# Material shown
________________________________________

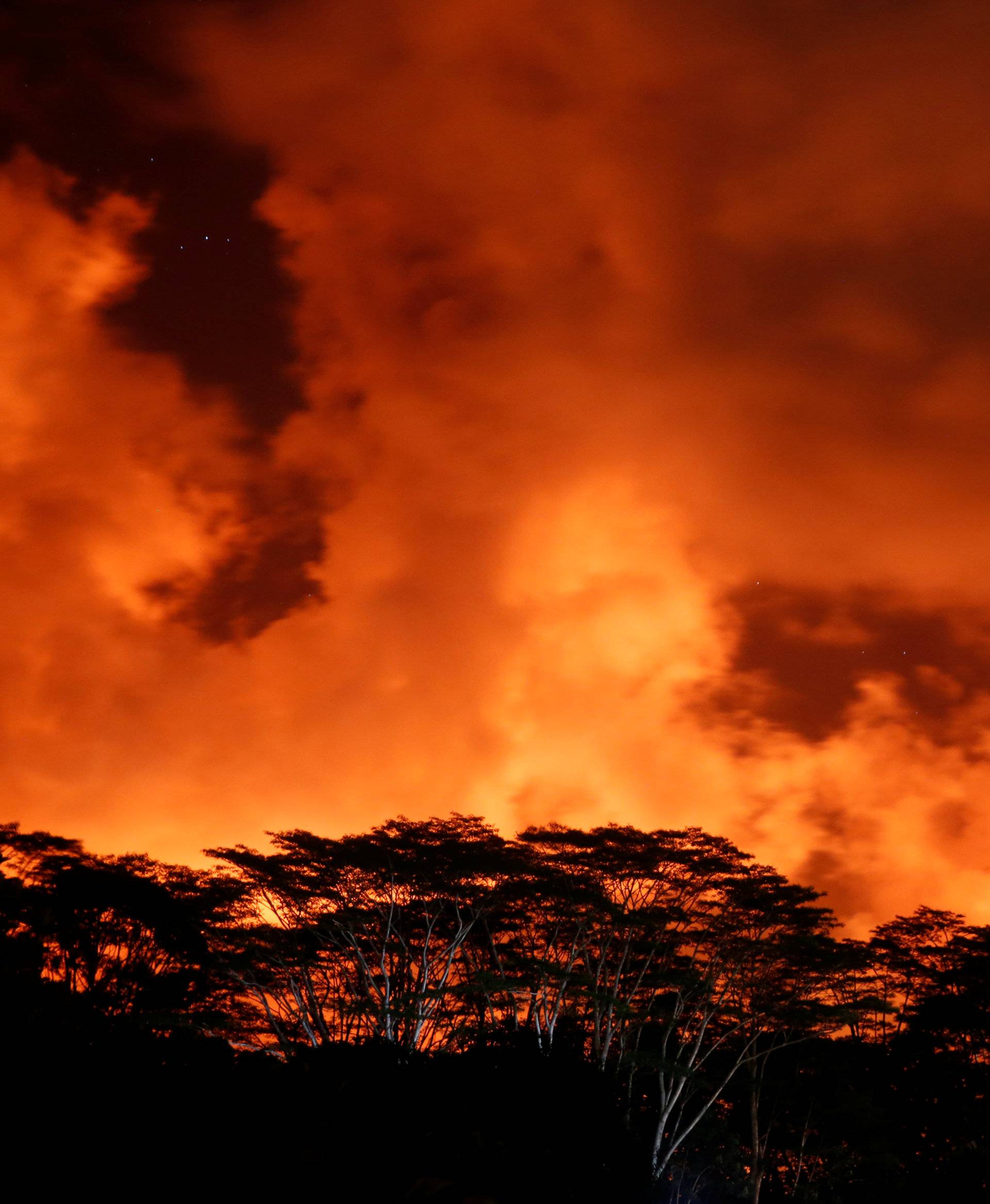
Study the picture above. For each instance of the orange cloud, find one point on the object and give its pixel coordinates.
(599, 327)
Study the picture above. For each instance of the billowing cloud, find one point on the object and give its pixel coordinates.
(631, 413)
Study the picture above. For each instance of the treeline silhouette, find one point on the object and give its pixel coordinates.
(432, 1012)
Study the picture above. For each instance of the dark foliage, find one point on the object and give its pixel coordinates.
(427, 1012)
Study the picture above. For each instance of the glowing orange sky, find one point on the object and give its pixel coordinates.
(613, 322)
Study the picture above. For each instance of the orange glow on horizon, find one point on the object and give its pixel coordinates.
(579, 460)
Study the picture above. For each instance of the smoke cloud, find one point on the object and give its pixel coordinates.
(641, 357)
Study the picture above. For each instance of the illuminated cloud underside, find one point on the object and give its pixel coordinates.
(599, 327)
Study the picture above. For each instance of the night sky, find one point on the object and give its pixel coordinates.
(552, 412)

________________________________________

# What to work on
Reproduce all of the entries above verbatim, keeping every line and coordinate pair in its original order. Omit the picture.

# Answer for this exercise
Study the picture above. For each instance of the orange cloud, find one point on the object and give its pixel coordinates.
(599, 327)
Study the picture above. For each instance of the billowing cloud, find one point on the object and give its pixel coordinates.
(631, 413)
Study the picture above. For each instance of the treeline silhouette, find one point on the object and give its pixel coordinates.
(432, 1012)
Study the picture above. For each instance of the dark foliage, find one point on the object and give its pixel coordinates.
(427, 1012)
Study the picture above. For each instance of the glowing orange sky, find one point on the object and give its pixel coordinates.
(613, 322)
Study the picture above. For each instance of the orange glow on horizon, find one point on the object and give its pixel coordinates.
(579, 460)
Study the picture above. For each instance of the smoke cloud, find one point on the object and give its pixel coordinates.
(641, 357)
Study the picture above. For each instance of the illuminated cloud underside, find one point on the object and give its pixel coordinates.
(599, 327)
Study the picture above. For each instance of the night sky, find one point on the object and give its pixel coordinates.
(552, 412)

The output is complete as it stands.